**Written tasks**
1/ In the essay about life as a movie, what place was Donna leaving when she felt she was on a movie set?
2/ Copy the entries word for word, from the line containing "Your task: scan for security" through the last line of the entries, both lines included.

**Selected extract**

-*-

When looking at the list of movies, we are reminded of the phrase we heard from a spiritual teacher. He said: “One way to stop life’s internal suffering is to give up being the star of your own movie.”
If you think about it, life is like a movie with different scenes and episodes. If you interpret every scene from the point of view that you are the center of attention, then everything about life becomes about you.
Donna recently had an experience of what “life as a movie” feels like. Here is what happened:
She was leaving a local grocery store on an average day with nothing different than her usual stop for groceries. For some reason, on this day, as she walked out of the store toward her car, she had the sensation of being on a movie set. She visualized the director in the back of the parking lot, directing the action, lights, and cameras. The other people walking in and out of the store were “extras” on her movie set. She was the star of this scene, as she walked out of the store toward her car.
Then she had an epiphany. “We are all moving through life being the star of our own movie! If unaware, this is what every event in life is like, with each person being their own star at the same time,” she said to herself.
The conflict this causes by starring in our own movie is a self-centered approach to life—wanting the spotlight and action on us. However, other people are also starring in their own movie, competing with you for show time. If everyone wants to be a star in every scene, the stage is set for an award-winning “soap opera” of drama!
What if you do not like the drama story script that you have created for yourself? Do you see it as unchangeable and feel victimized by the script you have written? Maybe you believe the script has been written by someone else and you are starring in a soap opera you don’t even like.
We are not suggesting that you should cease creating your role in the movie of life. We are suggesting that a full-time starring role can cause you suffering and will result in a Dreaded Drama script for your life. We are simply suggesting that you reduce how often you make life about you.
As you observe yourself today, notice:
- Am I overly shining the cameras and lights onto myself?
- In this movie script, do I have a strong need to be right and have the best lines?
- Do I expect everyone else to listen to my lines rather than I listening to theirs, or
- Am I playing small and not stepping into the role I am meant to play?
Hopefully, this movie metaphor will support you to see what script you have written for your life. Now you, as a Creator of your life, you can choose to direct your “best story,” written just for you, one scene at a time.

-*-

**Raw records**
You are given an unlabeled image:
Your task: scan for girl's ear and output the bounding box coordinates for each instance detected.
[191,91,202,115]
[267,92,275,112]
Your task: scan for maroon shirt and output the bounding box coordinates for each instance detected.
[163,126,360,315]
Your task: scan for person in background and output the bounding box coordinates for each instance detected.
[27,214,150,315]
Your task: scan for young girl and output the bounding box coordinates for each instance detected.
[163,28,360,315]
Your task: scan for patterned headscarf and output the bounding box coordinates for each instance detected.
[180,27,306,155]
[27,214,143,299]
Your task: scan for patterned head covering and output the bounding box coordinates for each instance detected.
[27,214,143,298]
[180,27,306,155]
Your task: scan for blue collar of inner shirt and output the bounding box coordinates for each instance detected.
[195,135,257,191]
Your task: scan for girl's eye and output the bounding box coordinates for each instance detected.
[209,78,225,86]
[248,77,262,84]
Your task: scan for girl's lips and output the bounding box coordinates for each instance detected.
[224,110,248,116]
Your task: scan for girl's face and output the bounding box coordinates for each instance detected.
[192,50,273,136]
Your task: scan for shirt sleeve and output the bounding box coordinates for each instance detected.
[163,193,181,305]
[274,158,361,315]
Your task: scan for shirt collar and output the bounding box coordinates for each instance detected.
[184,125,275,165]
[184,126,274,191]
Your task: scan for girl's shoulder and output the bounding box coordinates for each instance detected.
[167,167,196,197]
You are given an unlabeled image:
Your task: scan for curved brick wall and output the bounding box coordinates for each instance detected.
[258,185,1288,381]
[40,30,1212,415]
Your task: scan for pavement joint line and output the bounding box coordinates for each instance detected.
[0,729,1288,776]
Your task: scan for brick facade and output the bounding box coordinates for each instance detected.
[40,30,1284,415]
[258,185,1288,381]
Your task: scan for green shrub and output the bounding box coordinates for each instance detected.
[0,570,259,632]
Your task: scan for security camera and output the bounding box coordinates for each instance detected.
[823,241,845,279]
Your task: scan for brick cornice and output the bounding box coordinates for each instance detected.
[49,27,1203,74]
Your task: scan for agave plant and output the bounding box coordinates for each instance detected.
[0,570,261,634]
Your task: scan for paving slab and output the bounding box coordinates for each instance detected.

-*-

**Responses by task**
1/ A local grocery store.

2/
Your task: scan for security camera and output the bounding box coordinates for each instance detected.
[823,241,845,279]
Your task: scan for brick cornice and output the bounding box coordinates for each instance detected.
[49,27,1203,74]
Your task: scan for agave plant and output the bounding box coordinates for each instance detected.
[0,570,261,634]
Your task: scan for paving slab and output the bounding box coordinates for each instance detected.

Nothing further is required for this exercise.